▶ **Exercise**: From the line with "Find the terrace" to the final line of the records, every line is to be duplicated exactly, both of those lines included.

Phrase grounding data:
- - - -
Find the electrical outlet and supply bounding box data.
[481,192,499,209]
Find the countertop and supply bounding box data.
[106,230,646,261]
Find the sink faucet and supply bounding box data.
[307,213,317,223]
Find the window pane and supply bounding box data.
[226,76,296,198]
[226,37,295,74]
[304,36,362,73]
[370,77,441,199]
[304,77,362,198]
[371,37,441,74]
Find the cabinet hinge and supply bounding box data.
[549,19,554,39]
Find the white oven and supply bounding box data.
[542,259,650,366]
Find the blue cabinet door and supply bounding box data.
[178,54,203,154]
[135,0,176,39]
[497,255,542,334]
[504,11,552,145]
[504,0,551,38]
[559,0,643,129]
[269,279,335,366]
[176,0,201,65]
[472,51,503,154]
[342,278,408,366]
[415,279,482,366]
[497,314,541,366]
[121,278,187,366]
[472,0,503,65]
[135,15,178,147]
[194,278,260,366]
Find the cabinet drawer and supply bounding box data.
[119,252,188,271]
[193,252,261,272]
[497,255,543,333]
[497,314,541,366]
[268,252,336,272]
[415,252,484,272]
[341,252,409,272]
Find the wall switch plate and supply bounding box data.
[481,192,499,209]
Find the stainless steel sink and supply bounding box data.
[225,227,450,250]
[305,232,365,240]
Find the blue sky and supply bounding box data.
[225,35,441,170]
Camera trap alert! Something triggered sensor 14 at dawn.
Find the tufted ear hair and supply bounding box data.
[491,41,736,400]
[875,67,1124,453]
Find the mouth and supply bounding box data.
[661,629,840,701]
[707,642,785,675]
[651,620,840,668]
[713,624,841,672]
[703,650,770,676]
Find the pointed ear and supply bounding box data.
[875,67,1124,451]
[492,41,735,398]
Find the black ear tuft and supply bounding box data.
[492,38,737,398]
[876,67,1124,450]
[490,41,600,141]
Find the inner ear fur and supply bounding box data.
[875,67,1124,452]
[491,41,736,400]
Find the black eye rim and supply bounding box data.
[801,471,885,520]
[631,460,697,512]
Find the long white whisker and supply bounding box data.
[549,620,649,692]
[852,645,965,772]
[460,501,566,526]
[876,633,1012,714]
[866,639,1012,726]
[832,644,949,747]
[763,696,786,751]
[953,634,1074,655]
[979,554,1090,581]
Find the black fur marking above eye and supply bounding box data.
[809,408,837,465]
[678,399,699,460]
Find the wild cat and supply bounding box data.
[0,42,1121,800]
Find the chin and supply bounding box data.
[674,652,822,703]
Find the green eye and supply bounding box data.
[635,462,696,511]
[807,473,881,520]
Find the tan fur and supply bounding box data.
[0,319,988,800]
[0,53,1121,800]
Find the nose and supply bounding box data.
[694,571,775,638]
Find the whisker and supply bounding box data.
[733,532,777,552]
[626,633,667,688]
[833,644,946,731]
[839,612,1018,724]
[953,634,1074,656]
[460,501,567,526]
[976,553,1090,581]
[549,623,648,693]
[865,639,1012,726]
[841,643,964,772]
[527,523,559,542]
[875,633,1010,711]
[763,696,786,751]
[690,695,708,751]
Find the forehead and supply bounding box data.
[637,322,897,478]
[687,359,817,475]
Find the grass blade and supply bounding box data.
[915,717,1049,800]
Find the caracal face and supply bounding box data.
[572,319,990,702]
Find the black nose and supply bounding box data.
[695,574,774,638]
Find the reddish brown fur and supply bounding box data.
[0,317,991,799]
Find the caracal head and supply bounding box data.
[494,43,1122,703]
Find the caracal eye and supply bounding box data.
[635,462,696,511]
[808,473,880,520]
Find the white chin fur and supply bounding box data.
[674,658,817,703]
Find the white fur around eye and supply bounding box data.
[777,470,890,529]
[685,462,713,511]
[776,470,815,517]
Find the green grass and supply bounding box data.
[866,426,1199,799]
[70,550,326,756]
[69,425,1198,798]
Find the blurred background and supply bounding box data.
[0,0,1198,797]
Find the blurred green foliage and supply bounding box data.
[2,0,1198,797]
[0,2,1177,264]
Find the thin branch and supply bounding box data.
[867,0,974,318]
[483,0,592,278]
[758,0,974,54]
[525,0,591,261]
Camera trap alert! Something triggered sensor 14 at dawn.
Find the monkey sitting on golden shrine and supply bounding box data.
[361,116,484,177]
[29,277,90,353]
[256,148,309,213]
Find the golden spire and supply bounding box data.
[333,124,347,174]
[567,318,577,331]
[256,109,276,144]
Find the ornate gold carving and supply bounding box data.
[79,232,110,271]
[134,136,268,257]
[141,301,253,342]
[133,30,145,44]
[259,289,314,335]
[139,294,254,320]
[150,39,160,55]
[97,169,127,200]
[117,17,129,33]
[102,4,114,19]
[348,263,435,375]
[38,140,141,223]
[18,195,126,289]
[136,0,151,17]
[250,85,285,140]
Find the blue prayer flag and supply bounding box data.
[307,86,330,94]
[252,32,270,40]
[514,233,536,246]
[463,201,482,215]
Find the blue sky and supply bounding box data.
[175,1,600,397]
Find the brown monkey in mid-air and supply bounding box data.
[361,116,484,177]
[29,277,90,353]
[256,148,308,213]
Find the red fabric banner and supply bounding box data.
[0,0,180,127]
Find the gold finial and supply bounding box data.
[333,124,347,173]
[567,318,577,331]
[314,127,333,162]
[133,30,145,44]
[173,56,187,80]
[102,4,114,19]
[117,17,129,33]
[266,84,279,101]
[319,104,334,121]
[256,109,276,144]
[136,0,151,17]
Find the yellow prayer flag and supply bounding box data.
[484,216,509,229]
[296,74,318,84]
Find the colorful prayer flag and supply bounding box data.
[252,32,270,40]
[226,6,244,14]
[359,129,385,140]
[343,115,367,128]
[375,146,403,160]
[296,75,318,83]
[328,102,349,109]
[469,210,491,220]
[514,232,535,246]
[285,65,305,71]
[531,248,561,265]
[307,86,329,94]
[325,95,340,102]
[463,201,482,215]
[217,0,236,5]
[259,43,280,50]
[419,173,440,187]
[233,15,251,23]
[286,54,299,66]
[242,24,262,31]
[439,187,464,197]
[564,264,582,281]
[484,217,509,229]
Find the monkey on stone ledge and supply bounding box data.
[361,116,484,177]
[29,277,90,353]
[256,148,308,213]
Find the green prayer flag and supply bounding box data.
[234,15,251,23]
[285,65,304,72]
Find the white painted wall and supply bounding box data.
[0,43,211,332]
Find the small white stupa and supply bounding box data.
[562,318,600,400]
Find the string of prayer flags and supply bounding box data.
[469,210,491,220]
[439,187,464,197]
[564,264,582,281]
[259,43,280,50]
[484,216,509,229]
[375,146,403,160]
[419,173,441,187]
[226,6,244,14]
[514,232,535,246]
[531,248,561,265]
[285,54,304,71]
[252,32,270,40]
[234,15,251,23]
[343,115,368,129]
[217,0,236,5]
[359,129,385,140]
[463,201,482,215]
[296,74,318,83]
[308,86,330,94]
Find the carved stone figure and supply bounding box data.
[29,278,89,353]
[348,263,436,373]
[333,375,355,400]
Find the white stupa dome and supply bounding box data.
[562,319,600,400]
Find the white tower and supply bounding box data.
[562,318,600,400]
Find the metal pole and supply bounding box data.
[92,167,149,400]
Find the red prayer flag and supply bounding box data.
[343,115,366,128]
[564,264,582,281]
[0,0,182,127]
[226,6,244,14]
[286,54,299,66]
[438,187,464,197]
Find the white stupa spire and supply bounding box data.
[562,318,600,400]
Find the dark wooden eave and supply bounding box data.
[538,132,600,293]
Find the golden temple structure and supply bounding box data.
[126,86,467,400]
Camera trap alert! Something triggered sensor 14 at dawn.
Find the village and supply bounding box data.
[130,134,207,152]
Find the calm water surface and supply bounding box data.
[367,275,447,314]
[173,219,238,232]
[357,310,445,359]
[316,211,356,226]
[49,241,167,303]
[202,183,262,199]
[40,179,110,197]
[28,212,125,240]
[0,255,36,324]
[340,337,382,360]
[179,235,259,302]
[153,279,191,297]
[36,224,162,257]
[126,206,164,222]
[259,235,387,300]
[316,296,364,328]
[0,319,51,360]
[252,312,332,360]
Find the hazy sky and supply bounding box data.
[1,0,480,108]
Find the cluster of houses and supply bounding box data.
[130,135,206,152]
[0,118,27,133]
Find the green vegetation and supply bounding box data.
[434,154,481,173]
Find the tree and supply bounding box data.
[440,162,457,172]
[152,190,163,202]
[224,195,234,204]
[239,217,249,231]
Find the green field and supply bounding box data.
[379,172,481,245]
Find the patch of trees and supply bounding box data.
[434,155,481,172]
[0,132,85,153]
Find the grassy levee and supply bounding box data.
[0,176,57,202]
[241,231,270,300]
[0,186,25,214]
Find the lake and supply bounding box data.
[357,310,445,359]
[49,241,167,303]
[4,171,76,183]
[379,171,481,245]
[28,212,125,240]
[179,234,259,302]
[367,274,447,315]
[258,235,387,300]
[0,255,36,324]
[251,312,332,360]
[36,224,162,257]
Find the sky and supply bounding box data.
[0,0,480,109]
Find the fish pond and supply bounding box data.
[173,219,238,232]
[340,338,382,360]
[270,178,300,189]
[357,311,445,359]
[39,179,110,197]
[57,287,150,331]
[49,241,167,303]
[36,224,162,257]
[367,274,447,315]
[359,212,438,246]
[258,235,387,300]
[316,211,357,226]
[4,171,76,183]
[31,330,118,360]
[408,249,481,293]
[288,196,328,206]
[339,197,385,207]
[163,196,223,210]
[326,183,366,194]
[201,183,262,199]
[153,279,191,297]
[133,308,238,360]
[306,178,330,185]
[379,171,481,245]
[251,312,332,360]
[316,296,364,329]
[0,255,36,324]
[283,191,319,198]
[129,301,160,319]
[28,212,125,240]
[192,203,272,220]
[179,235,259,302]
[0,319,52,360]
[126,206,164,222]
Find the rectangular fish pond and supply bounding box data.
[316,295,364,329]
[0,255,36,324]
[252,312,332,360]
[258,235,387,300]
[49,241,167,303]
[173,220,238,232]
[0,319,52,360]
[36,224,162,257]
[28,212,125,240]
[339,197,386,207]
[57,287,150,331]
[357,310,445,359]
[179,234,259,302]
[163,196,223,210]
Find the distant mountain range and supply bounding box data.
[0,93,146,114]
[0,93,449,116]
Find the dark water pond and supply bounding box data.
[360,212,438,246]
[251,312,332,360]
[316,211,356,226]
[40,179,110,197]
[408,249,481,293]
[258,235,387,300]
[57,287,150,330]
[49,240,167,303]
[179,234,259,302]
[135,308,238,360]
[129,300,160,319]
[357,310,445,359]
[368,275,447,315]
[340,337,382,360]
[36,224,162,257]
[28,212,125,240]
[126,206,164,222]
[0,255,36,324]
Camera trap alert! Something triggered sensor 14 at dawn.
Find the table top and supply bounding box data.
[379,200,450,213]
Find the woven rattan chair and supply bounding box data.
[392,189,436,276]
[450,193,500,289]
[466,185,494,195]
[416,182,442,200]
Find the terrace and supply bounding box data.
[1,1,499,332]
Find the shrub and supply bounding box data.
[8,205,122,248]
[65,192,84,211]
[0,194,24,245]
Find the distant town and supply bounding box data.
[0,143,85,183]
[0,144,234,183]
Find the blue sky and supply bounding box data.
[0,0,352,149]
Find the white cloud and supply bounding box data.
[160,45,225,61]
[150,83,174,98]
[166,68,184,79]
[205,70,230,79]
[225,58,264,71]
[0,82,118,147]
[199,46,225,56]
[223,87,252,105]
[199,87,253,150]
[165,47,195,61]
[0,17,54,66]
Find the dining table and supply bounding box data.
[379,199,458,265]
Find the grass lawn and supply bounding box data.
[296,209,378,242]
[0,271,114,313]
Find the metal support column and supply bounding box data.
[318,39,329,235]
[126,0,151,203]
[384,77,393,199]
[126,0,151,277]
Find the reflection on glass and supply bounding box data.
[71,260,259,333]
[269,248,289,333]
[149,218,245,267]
- - - -
▶ **Result below**:
Find the terrace and supply bounding box data.
[1,1,499,332]
Find the shrub and supply bounding box data.
[8,205,122,248]
[65,192,84,211]
[0,194,24,245]
Find the distant town and supply bounding box data.
[0,143,85,183]
[0,144,234,183]
Find the blue sky and supply bounding box data.
[0,0,352,149]
Find the white cloud and supply bounding box data.
[160,45,225,61]
[150,83,174,98]
[166,68,184,79]
[205,70,230,79]
[225,58,264,71]
[0,82,118,147]
[199,46,225,56]
[223,87,252,105]
[199,87,253,150]
[165,47,195,61]
[0,17,54,66]
Find the dining table and supply bounding box data.
[379,199,458,265]
Find the grass lawn and supply bounding box data.
[296,209,378,242]
[0,271,114,313]
Find the metal support column and supply bounding box data.
[318,39,329,235]
[126,0,151,203]
[384,77,393,199]
[126,0,151,277]
Find the reflection on glass and supply bounding box data.
[71,260,259,333]
[269,248,289,333]
[149,218,245,267]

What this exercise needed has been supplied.